Task requirements:
Reproduce these lines with "one pair to a line" swapped for "one pair per line" everywhere it appears, leaving everything else unchanged.

[Dataset entries]
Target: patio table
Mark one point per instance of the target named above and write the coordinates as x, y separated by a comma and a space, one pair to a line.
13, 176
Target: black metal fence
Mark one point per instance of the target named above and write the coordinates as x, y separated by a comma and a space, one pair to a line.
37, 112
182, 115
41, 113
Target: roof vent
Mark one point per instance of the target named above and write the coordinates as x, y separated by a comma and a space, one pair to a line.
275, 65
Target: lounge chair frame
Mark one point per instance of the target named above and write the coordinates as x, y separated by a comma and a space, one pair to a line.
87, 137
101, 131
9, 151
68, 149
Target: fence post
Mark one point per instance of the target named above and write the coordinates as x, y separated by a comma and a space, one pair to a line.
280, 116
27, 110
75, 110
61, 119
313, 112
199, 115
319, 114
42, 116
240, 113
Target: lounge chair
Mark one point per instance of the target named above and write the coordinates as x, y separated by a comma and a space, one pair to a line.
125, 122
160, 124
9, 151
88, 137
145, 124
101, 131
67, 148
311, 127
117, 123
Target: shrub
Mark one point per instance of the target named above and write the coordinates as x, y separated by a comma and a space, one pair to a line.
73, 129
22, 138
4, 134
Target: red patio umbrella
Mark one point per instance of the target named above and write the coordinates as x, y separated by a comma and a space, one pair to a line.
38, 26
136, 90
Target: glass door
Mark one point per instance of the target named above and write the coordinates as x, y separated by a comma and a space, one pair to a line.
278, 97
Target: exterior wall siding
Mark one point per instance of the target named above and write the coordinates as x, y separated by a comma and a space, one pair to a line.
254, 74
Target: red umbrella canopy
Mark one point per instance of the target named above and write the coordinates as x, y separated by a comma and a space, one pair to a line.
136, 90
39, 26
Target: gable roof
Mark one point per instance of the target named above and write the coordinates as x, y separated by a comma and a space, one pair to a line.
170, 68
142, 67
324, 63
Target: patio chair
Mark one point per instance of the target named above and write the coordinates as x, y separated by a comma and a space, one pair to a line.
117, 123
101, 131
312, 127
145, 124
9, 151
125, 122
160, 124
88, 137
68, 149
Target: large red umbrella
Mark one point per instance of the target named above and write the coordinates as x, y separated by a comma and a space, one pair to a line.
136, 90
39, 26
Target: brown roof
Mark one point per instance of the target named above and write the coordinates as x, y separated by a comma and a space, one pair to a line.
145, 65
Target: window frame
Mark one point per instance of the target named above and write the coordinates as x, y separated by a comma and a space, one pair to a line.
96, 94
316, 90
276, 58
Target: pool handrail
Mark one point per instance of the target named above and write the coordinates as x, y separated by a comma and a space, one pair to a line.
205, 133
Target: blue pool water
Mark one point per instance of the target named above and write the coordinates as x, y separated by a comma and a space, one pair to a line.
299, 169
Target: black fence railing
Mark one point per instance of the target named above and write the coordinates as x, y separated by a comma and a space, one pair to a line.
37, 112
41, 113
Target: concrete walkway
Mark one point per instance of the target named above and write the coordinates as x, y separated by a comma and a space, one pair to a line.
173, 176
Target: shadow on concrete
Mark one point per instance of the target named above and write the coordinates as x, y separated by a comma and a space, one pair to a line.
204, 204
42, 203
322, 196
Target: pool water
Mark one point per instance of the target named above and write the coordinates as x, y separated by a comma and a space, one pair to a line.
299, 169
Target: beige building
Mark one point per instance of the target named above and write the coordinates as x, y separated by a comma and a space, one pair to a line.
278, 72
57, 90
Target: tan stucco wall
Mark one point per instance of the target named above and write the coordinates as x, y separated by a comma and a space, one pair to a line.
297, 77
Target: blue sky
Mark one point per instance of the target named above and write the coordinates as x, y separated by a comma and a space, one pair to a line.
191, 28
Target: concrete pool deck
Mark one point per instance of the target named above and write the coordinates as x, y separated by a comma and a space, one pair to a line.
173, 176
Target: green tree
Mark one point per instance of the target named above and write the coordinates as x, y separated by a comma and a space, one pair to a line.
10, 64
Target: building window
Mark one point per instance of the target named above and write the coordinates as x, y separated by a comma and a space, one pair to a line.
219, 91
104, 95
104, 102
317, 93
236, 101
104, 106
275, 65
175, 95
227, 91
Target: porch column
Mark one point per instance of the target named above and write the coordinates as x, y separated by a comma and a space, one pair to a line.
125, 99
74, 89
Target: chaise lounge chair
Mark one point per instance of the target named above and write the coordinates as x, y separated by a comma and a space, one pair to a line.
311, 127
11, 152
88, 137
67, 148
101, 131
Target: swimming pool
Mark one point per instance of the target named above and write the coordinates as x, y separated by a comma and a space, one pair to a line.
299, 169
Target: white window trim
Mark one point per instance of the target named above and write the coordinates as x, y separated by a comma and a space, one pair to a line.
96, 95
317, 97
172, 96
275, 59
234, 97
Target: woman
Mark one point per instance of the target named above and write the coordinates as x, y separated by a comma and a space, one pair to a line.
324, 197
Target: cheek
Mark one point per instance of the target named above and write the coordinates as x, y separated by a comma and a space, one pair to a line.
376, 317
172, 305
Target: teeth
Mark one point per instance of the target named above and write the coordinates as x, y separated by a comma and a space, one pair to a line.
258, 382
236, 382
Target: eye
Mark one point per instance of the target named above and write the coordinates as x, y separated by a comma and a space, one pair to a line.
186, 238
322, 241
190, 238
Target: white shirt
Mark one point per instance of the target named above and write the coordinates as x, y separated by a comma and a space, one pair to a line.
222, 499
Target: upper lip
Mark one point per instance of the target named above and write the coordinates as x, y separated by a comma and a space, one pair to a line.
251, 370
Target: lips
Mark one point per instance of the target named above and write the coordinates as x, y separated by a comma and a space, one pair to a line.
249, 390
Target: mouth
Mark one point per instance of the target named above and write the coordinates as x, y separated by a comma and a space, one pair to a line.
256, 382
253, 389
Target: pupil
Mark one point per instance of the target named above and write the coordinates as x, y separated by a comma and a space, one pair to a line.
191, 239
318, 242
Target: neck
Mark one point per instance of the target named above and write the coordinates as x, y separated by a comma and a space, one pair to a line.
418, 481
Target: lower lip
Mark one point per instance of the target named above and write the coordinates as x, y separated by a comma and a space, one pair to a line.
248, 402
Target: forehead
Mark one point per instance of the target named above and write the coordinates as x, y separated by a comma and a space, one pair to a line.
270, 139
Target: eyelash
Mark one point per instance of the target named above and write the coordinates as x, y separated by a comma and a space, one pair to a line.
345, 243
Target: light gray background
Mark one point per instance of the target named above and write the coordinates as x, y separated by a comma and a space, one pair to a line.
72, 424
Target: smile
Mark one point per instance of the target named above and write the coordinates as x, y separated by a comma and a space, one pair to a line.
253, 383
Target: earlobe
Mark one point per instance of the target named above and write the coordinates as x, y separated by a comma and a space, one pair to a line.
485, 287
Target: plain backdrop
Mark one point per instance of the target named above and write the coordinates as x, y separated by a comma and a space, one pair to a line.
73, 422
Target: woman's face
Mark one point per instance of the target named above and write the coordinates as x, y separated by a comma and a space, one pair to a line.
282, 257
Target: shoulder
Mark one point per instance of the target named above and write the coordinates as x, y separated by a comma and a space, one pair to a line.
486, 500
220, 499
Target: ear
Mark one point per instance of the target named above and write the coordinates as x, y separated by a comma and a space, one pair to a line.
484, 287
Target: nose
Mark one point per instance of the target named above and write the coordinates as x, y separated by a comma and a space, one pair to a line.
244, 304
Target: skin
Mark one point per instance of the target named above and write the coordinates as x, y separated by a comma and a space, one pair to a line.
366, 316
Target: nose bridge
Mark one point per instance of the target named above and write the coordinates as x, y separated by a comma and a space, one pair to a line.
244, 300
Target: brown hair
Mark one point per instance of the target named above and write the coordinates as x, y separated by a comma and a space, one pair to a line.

Result of this exercise:
Target: patio table
Mark one point per instance of the target named above and write the coordinates as x, y separated by a comma and a space, one pair per line.
13, 176
Target: black metal fence
Mark one point per instance of the target named above and write the coordinates as x, y separated by a comma and a space, one pair per line.
37, 112
182, 115
41, 113
Target: roof vent
Mark one point per instance of the target named above and write the coordinates as x, y separated by a comma and a space, one pair per line.
275, 65
Target: lounge chair frame
Mark one point per instance of the target named above and write the coordinates as x, y separated by a comma and a space, one pair per line.
87, 137
101, 131
9, 151
68, 149
Target: fence post
Mark one point per instance of the target named above and write the coordinates as x, y separated by a comma and a space, one pair per line.
280, 116
27, 110
75, 110
61, 119
313, 112
199, 115
319, 114
42, 116
240, 113
Target: lounge chair
Mark one point per instance of the target named above and write the coordinates as x, y separated by a comma and a space, one pair per line.
125, 122
160, 124
9, 151
88, 137
145, 124
101, 131
67, 148
311, 127
117, 123
Target: shrub
Mark one point per instance of the target named above and write the coordinates as x, y separated by a comma and a space, one pair per line.
73, 129
22, 138
4, 134
Target: red patio umbrella
Mark one point per instance of the target named above and write the coordinates as x, y separated by a comma and a space, one pair per line.
38, 26
136, 90
Target: glass door
Mark one point per instance of the target named above and write the coordinates as x, y separated by a comma and a space, one pair per line.
278, 97
Target: exterior wall siding
Mark one point per instance of the target named above and write the coordinates as x, y separated by a comma and a space, one pair per line.
254, 74
Target: red umbrella canopy
Mark one point per instance of the target named above and write the coordinates as x, y separated by a comma and a space, one pair per line.
136, 90
39, 26
Target: gable roof
Mark one point per instance of the target named above and write the coordinates as x, y separated by a comma and a space, one pair per line.
170, 68
142, 67
324, 63
Target: patio chair
Mark one point per instance of the target named above and write the coordinates as x, y separated by a comma and a space, one pair per line.
117, 123
101, 131
312, 127
145, 124
9, 151
125, 122
160, 124
88, 137
68, 149
Target: large red umbrella
Mark one point per instance of the target named above and write the coordinates as x, y separated by a comma and a space, one pair per line.
136, 90
39, 26
Target: brown roof
Mark one point per instance of the target named above and write the coordinates as x, y separated by a comma and a space, one pair per line.
145, 65
Target: window frame
Mark one point per instance of the target named above and write the coordinates as x, y separated by a comma and a space, one pair per line.
96, 94
316, 90
276, 58
Target: pool handrail
Mark one point per instance of the target named above and write the coordinates as x, y separated by a comma and a space, one pair per line.
205, 133
Target: blue pool water
Mark one point per instance of the target named above and write the coordinates as x, y separated by a comma and a space, one pair per line.
299, 169
Target: black fence railing
Mark one point per instance of the target named above and write the coordinates as x, y separated by a comma and a space, one pair per line.
37, 112
41, 113
Target: concrete walkway
Mark one point per instance of the target named above and write the coordinates as x, y separated by a comma and a space, one pair per line.
173, 176
Target: shadow on concrete
Mark one point per instance of the target named above and write the coordinates as x, y separated by a comma and a space, one pair per line.
204, 204
42, 203
322, 196
Target: pool water
Mark one point per instance of the target named above and write the coordinates as x, y separated by a comma and a space, one pair per line.
299, 169
Target: beige building
Mark one point per instance of the target named above and write the coordinates as x, y separated by a comma and a space, one pair per line.
278, 72
57, 90
Target: tan stucco wall
Mark one point per instance of the target named above and write the coordinates as x, y separated by a comma and a space, one pair per line.
297, 77
Target: blue sky
Mark one point per instance of the target named above and write the coordinates as x, y separated by a comma and a space, one pair per line.
191, 28
Target: concrete pool deck
Mark one point per instance of the target named above and write the coordinates as x, y separated by a comma and a space, one pair per line.
173, 176
Target: green tree
Mark one point per instance of the target named above and write the coordinates as x, y separated by a comma and a space, one pair per line.
10, 64
Target: building window
Mark one point per instance of the target named above and write the coordinates as x, y separated by a comma and a space, one pair per line.
219, 91
104, 95
104, 102
317, 93
236, 101
104, 106
275, 65
175, 95
227, 91
Target: porch column
Mark one point per instance of the target named above and write the coordinates as x, y separated by a comma and a space, one pair per line.
125, 99
74, 89
Target: chaise lounge chair
Mark one point per instance of the target named above and write the coordinates as x, y separated by a comma and a space, one pair per line.
311, 127
11, 152
88, 137
67, 148
101, 131
Target: swimming pool
Mark one point per instance of the target named above and write the coordinates as x, y separated by a comma and a space, one pair per line.
299, 169
Target: white window trim
Mark one point per instance of the target named above and write the coordinates as x, y separated by a comma and a space, one pair per line.
96, 95
317, 97
172, 96
275, 59
234, 97
Target: woman
Mark one point per instance of the target named above and write the coordinates as x, y separated by a comma and a space, one pair per line.
324, 197
Target: cheek
Mark one point per instance of the target named above and write the coordinates as x, y separated by a comma and a space, one pair per line.
376, 317
172, 305
Target: teeth
Mark one point per instance of the target named above and write the coordinates as x, y separated by a comma and a space, one pair per line.
258, 382
236, 382
Target: eye
Mark one point per instance of the target named above and write the coordinates as x, y separated by a comma and a space, one pair per line.
186, 238
322, 241
190, 238
Target: white shirt
Mark one point per instance of the target named above and write the coordinates as x, y separated by a comma and a space, one pair per line.
222, 499
Target: upper lip
Mark one point per instance of the target named above and write the coordinates as x, y separated by a comma and a space, one pair per line.
251, 370
Target: lips
Mark one point per instance of the target named above and write the coordinates as x, y separated by a comma and a space, one pair per line.
249, 390
Target: mouth
Mark one point per instance of the target named above and write the coordinates as x, y separated by a comma and a space, one pair per line.
256, 382
253, 389
Target: pupil
Mark one point per instance of the target named above and write the coordinates as x, y separated by a comma and a space, one pair per line.
191, 239
318, 242
Target: neck
Mark one point per instance of the target named above and write the coordinates as x, y separated by a comma and a space, one pair per line.
418, 481
Target: lower lip
Mark one point per instance of the target named above and write the coordinates as x, y separated by a comma and a space, one pair per line.
248, 402
Target: forehead
Mark one point per instance of the target named above and write the coordinates as x, y separated by a comma and a space, one pair per line.
270, 139
Target: eyelash
Mark one point per instance of the target named above and write the coordinates as x, y separated by a comma and a space, one pair per line.
345, 243
Target: light gray background
Mark one point per instance of the target named above and write the coordinates as x, y separated by a comma and a space, one pair per line.
72, 424
Target: smile
Mark one point per instance of the target named above and write the coordinates as x, y separated by a comma and a space, one pair per line.
253, 383
Target: earlobe
Mark one point per instance of the target named above and write the coordinates as x, y separated by a comma and a space, one pair per line.
485, 287
Target: plain backdrop
Mark one point per instance of the target named above and write the coordinates as x, y separated by a comma and a space, one pair per line.
73, 422
Target: woman's face
Mark one point per instance of the target named above and write the coordinates as x, y separated by a comma and a space, one pair per line.
282, 257
Target: shoulder
Mark one point per instance of the target named above and write the coordinates as x, y separated by a comma and a space, one pair per line.
486, 500
220, 499
Target: ear
Mark one point per instance of the target named above and write the coordinates as x, y separated by a comma and a space, one pair per line.
484, 287
Target: nose
Mark one point per instance of the target named above and write the coordinates as x, y separated by a comma and a space, one pair per line.
244, 304
Target: skin
Mark one point per instance of the target named above and write the coordinates as x, y separated by a comma and a space, one pair per line.
366, 316
Target: nose bridge
Mark one point per instance of the target named above and write the coordinates as x, y separated by a comma and a space, one pair per line.
244, 300
Target: brown hair
Mark one point per instance of the target named above and write the coordinates as x, y separated by a comma and a space, one pair per line.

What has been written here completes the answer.